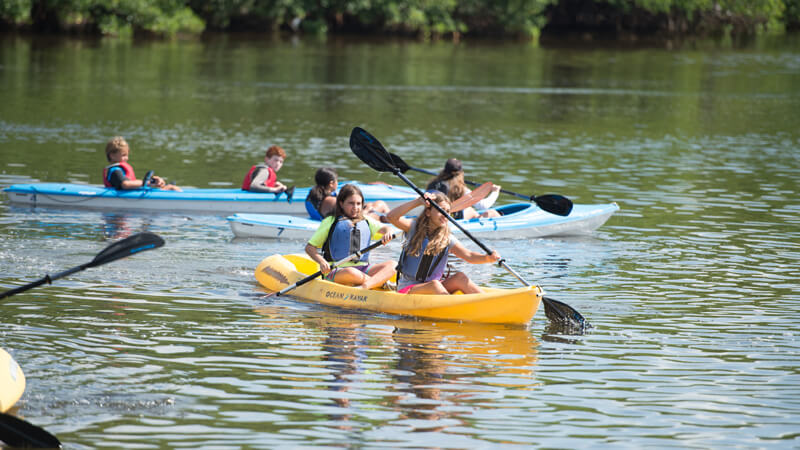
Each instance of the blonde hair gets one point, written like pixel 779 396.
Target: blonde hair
pixel 115 145
pixel 438 235
pixel 275 150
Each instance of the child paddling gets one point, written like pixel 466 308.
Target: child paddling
pixel 425 251
pixel 344 233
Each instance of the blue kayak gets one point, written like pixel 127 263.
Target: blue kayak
pixel 209 201
pixel 518 220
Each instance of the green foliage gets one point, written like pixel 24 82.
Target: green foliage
pixel 15 11
pixel 412 17
pixel 791 14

WORK REQUEST: The response must give every line from the material above that holds the string "Each".

SOLUTION:
Each instance of the blonde hair gets one point, written like pixel 779 396.
Each instance of the child paddling gets one point, written like pixel 466 308.
Each instance of the blue kayak gets one point, written like pixel 127 263.
Each instance of the green foliage gets one point, written like pixel 24 82.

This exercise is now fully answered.